#### [SOURCE DOCUMENT]
####

Any ideas on what these error codes mean ?

Nov  9 10:33:14 studentdata3-4 kernel[0]: nfsd nfsd send ersnrfsed senor ndnnd3 ef es5rfrod
Nov  9 10:33:14 studentdata3-4 kernel[0]: rr senr od3 er5rs
Nov  9 10:33:14 studentdata3-4 kernel[0]: or r d35
Nov  9 10:33:14 studentdata3-4 kernel[0]: 3 5s
Nov  9 10:33:14 studentdata3-4 kernel[0]: end error 35
Nov  9 10:33:14 studentdata3-4 kernel[0]: nfsd send error 35
Nov  9 10:33:14 studentdata3-4 kernel[0]: nfsd send error 32
Nov  9 10:33:14 studentdata3-4 kernel[0]: nfsdnf sdse nsd eernrodr  error 3232
Nov  9 10:33:14 studentdata3-4 kernel[0]: nfsd snfesd sndend ernrofr  sd32
Nov  9 10:33:14 studentdata3-4 kernel[0]: er rosr end 32e
Nov  9 10:33:14 studentdata3-4 kernel[0]: rror 32
Nov  9 10:51:09 studentdata3-4 kernel[0]: systemShutdown true
Nov  9 10:51:13: --- last message repeated 1 time ---
Nov  9 10:51:13 studentdata3-4 kernel[0]: Kext loading now disabled.
Nov  9 10:51:13 studentdata3-4 kernel[0]: Kext unloading now disabled.
Nov  9 10:51:13 studentdata3-4 kernel[0]: Kext autounloading now disabled.
Nov  9 10:51:13 studentdata3-4 kernel[0]: Kernel requests now disabled.
Nov  9 10:51:14 studentdata3-4 kernel[0]: nfsd send error 4

Open in new window

No ideas on the error codes. However, googling reveals that Mac NFS admins have seen this sort of log output, particularly under heavy load.

One of the things mentioned as a possible culprit for heavy loading was storing cache files (particularly browser cache files) on a remote filesystem vs local storage.

Not sure the best way around this, but possibly:

Get users to turn off cache (good luck)
Get users to relocate cache to a local directory, like /tmp (but the setting for this for Firefox on the Mac is in the user.js, which doesn't exist until you create it in the bowels of the preferences; not sure about other browsers)

####

#### [ACTIVITY LIST]
1 - Please edit the stretch of the thread from "Get users to turn" through "about other browsers)", replacing "local directory" with "local folder".
2 - Answer these questions from the thread.
(a) What host name appears in the log lines?
(b) Under what condition, according to the reply, have Mac NFS admins seen this sort of log output?
(c) For Firefox on the Mac, in which file is the setting for relocating the cache?

#### [RECORDS SHOWN]
####

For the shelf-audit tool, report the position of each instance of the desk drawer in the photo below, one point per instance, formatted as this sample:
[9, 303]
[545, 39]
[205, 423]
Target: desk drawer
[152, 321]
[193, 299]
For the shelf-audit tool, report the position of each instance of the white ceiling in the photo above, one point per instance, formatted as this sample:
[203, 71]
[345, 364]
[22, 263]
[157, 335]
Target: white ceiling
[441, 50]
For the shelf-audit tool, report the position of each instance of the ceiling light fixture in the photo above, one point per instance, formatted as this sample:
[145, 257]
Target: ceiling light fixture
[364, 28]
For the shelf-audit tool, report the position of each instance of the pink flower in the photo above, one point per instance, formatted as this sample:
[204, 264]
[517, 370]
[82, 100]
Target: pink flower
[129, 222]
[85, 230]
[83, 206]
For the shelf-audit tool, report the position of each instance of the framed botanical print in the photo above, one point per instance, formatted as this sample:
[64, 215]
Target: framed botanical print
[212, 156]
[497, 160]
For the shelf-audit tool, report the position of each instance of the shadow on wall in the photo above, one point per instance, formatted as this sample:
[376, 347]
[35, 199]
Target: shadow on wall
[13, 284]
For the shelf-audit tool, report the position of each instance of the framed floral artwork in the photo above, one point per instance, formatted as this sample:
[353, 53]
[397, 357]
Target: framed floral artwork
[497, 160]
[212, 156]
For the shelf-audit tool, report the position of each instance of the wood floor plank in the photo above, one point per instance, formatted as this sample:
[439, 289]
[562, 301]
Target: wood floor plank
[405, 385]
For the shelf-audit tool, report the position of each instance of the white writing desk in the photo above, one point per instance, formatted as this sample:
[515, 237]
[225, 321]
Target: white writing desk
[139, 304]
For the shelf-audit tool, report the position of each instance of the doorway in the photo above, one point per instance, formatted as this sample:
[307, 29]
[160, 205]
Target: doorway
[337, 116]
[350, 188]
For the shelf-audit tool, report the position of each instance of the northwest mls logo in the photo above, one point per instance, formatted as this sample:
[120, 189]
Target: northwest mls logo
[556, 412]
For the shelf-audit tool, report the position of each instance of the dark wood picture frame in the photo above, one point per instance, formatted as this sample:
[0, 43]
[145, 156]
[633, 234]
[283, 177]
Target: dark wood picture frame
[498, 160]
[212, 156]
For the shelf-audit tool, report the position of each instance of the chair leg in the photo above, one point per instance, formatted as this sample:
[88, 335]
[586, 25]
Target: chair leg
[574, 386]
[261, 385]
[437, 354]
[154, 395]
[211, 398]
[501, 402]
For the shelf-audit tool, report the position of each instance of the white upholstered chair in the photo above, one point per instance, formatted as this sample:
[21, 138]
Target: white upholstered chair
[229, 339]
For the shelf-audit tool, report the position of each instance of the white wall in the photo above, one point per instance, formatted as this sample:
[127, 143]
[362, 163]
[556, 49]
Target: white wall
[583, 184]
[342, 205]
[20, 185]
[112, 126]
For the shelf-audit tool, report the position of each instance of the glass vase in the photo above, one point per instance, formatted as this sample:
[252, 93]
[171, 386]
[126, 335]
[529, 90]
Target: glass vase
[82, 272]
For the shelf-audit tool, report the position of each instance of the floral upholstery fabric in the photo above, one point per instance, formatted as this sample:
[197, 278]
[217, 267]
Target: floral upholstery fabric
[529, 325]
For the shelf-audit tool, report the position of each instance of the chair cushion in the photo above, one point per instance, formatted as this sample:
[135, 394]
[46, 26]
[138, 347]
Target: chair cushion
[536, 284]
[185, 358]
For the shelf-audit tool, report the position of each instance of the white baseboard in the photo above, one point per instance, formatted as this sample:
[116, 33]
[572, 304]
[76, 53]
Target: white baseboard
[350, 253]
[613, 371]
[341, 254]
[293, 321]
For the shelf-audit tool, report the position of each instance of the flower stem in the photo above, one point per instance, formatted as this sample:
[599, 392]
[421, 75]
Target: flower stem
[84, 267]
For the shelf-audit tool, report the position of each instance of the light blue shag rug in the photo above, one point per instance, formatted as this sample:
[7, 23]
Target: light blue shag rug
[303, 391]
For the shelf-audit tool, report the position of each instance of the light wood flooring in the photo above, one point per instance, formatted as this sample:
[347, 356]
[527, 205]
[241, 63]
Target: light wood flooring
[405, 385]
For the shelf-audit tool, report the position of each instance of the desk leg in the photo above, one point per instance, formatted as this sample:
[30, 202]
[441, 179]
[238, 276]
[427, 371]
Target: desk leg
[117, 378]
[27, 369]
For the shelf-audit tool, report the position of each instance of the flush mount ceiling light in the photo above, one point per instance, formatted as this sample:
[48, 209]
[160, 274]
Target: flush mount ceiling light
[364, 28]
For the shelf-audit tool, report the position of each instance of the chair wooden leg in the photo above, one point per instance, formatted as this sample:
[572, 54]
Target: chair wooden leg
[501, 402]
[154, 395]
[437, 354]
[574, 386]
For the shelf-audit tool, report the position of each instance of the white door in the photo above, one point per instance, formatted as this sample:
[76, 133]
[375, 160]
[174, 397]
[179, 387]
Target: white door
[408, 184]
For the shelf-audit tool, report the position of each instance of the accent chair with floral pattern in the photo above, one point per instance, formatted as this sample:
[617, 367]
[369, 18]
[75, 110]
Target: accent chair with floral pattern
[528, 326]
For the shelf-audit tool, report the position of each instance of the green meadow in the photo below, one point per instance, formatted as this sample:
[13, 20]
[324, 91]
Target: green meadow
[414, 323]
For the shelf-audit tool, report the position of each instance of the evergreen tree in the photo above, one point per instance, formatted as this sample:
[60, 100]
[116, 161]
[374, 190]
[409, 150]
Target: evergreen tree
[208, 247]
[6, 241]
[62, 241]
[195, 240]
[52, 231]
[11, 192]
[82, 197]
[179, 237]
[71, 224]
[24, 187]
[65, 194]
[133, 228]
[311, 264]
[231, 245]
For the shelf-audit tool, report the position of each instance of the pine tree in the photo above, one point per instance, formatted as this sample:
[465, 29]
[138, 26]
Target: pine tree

####

#### [SET OF ANSWERS]
1 -
Get users to turn off cache (good luck)
Get users to relocate cache to a local folder, like /tmp (but the setting for this for Firefox on the Mac is in the user.js, which doesn't exist until you create it in the bowels of the preferences; not sure about other browsers)

2 -
(a) studentdata3-4
(b) Particularly under heavy load.
(c) user.js